▸ Texto citado
━━━━━━━━━━━━━━━━━━━━━━━━━━━━━━
Informe de actuaciones:

En Madrid, a 08 diciembre 2006

Sepulcros blanqueados en paraísos fiscales


Es un hecho: Madrid está en ruinas (y no me refiero sólo a un plano espiritual). El fenómeno es curioso, muy curioso. No obstante, es un tema tan manido que nos da hasta un nosequé abordarlo y tocarlo como lo vamos a tocar. Pero si es que ya lo decía hasta Miguel Mihura, abriendo el primer capítulo de sus tronchantes memorias:

“Cuando yo estaba a punto de nacer, Madrid no estaba inventado todavía, y hubo que inventarlo precipitadamente para que naciese yo y para que naciese otro señor bajito, cuyo nombre no recuerdo en este momento, y que también quería ser madrileño.

La ocurrencia de inventarlo fue de un pastor, llamado Cecilio, que una tarde, cuando paseaba por el campo llevando en brazos a sus ovejas y meciéndolas maternalmente, como entonces hacían los pastores, vio un gran terreno, todo lleno de hoyos, de agujeros, de escombros y de montoncitos de arena.

—Aquí se podría hacer Madrid, para que naciese el señor Mihura y ese otro señor bajito, que nunca me acuerdo cómo se llama, y que también quiere nacer en Madrid —pensó Cecilio.

Y llamó a gritos a otro grupo de pastores, amigos suyos, a los cuales les comunicó su idea, que a todos les pareció maravillosa.

—Efectivamente —dijeron—, Madrid no está inventado todavía y sería un buen negocio inventarlo, porque a la gente lo que le gusta es vivir en Madrid y dejarse de estar en provincias, paseando como una tonta por la calle Nueva o por el Malecón, y venga a bostezar.
━━━━━━━━━━━━━━━━━━━━━━━━━━━━━━
▸ Filas proporcionadas
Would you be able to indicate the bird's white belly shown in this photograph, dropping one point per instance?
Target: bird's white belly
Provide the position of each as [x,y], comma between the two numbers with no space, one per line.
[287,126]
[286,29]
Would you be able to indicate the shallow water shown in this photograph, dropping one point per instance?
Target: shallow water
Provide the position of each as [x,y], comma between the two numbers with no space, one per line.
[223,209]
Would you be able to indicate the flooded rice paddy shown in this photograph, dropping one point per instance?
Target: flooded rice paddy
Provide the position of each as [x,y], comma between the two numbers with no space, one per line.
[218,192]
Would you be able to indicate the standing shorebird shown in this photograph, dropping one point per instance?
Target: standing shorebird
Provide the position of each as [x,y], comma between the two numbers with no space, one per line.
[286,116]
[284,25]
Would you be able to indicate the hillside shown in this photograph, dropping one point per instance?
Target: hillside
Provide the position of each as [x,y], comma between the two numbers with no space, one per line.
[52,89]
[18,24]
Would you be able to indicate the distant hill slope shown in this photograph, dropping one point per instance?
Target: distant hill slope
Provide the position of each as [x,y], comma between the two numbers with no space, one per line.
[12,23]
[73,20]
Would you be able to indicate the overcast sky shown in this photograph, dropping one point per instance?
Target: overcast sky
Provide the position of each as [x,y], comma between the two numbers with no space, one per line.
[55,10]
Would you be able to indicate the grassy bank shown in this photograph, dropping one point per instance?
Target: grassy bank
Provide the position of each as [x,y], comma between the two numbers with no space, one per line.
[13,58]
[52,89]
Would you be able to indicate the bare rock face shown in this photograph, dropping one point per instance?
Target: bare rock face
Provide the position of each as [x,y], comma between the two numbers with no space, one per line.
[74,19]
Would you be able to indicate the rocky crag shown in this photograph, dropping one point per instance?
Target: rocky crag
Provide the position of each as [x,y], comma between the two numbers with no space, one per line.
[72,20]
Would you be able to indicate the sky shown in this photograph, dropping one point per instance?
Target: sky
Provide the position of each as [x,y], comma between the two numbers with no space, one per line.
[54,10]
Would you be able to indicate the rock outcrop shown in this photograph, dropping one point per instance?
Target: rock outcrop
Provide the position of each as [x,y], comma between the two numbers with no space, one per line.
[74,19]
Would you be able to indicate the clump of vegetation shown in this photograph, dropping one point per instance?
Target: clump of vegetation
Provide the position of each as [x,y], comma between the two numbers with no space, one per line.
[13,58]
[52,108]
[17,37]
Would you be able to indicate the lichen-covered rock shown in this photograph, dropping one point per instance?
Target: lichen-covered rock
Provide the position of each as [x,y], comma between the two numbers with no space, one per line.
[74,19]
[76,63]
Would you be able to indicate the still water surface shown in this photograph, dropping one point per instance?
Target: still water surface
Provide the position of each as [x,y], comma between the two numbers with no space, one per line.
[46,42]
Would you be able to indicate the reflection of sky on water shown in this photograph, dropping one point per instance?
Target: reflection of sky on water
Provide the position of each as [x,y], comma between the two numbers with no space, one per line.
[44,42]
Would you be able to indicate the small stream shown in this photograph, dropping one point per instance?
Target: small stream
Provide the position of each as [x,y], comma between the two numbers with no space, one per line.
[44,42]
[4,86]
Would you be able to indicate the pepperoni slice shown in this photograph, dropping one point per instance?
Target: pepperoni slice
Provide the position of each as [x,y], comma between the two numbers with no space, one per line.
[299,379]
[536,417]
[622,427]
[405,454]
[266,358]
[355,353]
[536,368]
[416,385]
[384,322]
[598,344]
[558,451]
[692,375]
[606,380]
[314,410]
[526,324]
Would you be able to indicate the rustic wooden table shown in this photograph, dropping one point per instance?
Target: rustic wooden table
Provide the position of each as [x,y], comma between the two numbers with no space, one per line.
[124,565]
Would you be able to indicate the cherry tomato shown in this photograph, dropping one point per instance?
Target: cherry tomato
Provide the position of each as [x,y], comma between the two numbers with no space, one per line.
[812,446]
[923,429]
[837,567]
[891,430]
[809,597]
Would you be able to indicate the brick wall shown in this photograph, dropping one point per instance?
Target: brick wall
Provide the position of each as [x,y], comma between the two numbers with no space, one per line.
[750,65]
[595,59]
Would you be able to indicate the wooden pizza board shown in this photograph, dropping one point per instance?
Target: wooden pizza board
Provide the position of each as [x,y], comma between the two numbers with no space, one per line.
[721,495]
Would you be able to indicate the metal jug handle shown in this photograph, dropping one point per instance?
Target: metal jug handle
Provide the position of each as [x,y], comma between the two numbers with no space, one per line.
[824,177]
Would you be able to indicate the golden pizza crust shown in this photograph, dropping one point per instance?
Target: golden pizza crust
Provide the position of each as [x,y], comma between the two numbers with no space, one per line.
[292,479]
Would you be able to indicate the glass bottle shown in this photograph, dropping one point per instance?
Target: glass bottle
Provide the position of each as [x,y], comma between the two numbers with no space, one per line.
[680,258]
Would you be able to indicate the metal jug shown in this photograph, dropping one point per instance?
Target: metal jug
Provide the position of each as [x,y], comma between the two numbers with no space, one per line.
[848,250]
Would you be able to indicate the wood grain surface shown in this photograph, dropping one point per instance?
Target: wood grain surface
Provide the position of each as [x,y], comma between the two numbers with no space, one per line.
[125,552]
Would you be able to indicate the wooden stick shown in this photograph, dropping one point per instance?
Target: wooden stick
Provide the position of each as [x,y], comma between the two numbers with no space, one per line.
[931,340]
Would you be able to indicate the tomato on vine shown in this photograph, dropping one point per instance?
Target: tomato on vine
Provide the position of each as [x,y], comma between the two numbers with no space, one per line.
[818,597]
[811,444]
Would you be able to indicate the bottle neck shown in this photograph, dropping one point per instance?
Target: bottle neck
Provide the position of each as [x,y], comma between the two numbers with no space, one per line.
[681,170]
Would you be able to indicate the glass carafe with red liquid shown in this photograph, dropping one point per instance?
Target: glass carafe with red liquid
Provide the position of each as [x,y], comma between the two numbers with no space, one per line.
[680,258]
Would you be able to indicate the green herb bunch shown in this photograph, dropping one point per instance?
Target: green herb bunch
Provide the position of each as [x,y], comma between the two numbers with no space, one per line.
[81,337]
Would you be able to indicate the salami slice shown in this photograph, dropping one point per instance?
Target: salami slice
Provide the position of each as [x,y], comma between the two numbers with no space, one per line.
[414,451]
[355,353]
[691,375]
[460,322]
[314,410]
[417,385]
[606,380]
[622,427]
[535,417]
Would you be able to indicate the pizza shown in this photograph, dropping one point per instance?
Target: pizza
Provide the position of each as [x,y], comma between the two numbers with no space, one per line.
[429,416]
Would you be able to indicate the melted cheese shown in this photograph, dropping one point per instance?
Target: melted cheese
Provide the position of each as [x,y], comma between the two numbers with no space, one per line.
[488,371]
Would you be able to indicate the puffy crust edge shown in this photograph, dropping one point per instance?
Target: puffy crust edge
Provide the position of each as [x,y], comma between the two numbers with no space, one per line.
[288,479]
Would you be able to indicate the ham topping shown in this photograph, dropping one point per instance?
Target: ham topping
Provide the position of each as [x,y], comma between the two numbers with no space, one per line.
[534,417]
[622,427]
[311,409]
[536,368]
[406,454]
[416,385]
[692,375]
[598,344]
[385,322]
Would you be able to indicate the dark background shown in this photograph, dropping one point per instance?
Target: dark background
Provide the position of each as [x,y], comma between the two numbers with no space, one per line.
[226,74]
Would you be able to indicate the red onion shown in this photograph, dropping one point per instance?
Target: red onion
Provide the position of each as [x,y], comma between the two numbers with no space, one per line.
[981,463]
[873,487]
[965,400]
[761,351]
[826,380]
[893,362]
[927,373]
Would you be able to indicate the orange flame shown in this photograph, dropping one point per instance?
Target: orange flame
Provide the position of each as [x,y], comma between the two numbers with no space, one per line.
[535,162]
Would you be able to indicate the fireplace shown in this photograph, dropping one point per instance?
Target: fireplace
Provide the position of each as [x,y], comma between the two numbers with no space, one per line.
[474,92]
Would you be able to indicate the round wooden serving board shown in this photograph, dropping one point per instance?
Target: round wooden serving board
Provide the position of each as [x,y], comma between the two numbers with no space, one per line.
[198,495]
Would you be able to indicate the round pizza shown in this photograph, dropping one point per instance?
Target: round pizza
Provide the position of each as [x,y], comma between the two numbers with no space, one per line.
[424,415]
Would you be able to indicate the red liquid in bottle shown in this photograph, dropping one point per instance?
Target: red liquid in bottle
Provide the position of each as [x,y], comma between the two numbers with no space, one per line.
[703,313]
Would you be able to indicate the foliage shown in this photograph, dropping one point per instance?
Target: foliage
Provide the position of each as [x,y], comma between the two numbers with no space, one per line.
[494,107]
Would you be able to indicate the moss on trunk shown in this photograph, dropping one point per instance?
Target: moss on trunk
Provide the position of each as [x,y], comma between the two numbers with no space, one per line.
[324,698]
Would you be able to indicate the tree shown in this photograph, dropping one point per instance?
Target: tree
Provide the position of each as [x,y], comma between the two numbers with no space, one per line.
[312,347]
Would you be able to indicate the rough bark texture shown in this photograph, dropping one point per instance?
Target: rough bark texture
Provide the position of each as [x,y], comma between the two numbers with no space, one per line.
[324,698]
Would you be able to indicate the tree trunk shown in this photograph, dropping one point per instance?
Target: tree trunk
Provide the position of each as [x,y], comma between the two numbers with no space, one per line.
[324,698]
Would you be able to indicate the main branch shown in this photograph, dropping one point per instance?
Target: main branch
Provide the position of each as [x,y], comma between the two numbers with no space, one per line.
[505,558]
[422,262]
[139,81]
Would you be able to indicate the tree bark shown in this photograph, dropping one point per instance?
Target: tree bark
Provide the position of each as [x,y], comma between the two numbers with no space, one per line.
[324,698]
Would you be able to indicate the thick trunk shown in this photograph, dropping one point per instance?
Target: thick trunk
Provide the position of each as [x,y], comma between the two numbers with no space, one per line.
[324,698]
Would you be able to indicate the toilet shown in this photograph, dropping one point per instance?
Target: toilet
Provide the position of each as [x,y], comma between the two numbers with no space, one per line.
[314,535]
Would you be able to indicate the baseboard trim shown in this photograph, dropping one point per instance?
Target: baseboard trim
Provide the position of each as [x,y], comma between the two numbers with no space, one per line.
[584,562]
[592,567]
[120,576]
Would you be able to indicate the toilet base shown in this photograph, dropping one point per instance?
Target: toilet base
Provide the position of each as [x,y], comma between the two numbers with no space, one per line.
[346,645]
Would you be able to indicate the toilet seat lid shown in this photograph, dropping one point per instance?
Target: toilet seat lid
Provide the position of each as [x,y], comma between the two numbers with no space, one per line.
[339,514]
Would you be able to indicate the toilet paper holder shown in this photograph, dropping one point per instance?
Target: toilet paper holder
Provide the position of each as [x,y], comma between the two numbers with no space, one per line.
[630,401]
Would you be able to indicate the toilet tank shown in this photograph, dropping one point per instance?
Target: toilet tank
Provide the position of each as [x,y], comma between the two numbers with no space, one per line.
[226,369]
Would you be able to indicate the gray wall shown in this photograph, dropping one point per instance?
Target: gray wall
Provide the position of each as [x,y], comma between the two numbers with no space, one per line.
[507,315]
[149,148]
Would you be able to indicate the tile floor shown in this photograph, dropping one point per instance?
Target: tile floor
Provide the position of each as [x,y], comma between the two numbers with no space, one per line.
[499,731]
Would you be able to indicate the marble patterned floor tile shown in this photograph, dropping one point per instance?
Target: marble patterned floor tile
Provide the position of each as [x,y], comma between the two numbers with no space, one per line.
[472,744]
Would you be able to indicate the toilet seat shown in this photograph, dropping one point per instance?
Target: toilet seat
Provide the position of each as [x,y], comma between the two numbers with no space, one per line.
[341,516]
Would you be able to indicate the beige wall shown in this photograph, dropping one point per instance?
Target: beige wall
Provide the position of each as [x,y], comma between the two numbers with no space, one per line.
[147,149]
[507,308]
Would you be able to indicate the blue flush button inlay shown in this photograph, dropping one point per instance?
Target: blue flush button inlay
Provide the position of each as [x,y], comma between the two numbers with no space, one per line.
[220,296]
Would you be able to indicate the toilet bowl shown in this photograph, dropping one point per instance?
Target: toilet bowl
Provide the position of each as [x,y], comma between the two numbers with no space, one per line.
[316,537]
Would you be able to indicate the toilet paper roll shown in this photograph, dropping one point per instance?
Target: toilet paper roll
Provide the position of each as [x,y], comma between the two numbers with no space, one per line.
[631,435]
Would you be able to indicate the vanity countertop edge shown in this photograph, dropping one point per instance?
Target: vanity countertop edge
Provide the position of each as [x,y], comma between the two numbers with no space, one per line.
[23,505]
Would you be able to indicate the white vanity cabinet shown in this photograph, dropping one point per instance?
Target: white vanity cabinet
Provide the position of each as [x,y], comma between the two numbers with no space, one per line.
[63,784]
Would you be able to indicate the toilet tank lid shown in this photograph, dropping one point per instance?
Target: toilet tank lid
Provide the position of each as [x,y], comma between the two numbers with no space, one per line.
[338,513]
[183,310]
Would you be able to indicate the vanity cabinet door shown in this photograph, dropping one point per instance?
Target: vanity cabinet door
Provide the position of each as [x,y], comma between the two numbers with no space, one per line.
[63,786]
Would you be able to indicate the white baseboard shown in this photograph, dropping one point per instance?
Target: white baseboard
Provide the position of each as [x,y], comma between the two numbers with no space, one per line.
━━━━━━━━━━━━━━━━━━━━━━━━━━━━━━
▸ Tarea asignada 1
Repite literalmente el fragmento del artículo sobre Madrid que comienza con "La ocurrencia de" y sigue hasta "montoncitos de arena.".
▸ Tarea asignada 2
Escribe la parte que sigue al artículo sobre Madrid, a continuación de su última oración.
Las filas no hacen falta.

▸ Respuesta escrita 1
La ocurrencia de inventarlo fue de un pastor, llamado Cecilio, que una tarde, cuando paseaba por el campo llevando en brazos a sus ovejas y meciéndolas maternalmente, como entonces hacían los pastores, vio un gran terreno, todo lleno de hoyos, de agujeros, de escombros y de montoncitos de arena.

▸ Respuesta escrita 2
—¿Pero no costará demasiado caro? —expuso una oveja, inocente, blanca, llena de ricitos, y con su femenino sentido del ahorro.

—Nada de eso —afirmó Cecilio—. Lo difícil de Madrid es hacerle los agujeros, los hoyos, las cuestas y los montoncitos de arena. Pero como este terreno ya los tiene, lo demás no será complicado.”


Nada más cierto, Madrid no es más que un montón de zanjas y cascotes bautizados con ese nombre. “El escombro es útil”, reza la última campaña institucional, no sin cierta razón perversa. Por eso acudimos de nuevo a la impagable columna de Chispero, un señor opinador donde los haya, un señor de los que reciben, siempre enojados, de doce a dos y de cinco a siete en el despacho de su domicilio particular, para pedirle que nos hable de esas casas encinturadas que arrojan buenamente al arroyo al viandante, y de las tupidas cercas que ocultan los escaparates de ciertos comercios pudibundamente, y de los destripamientos del Metro, y de esas calles que parecen sembradas de tumbas recién abiertas que acabasen de recibir en sus profundos senos los restos mortales de infinidad de ciudadanos abatidos por la peste o el asedio. El asedio de Madrid, que aún continúa, debe de ser...

Que sí; que si la Compañía, que si la Inmobiliaria o que si el Ayuntamiento. Que es que uno por otro no dan abasto. Pero el caso es que no tienen ustedes más que darse un paseo por el centro, entre el repeluzno y la espeluznancia, que diría el chispeante Chispero, para comprobar esta obvia verdad, ya consustancial a la peculiar idiosincrasia de esta ciudad.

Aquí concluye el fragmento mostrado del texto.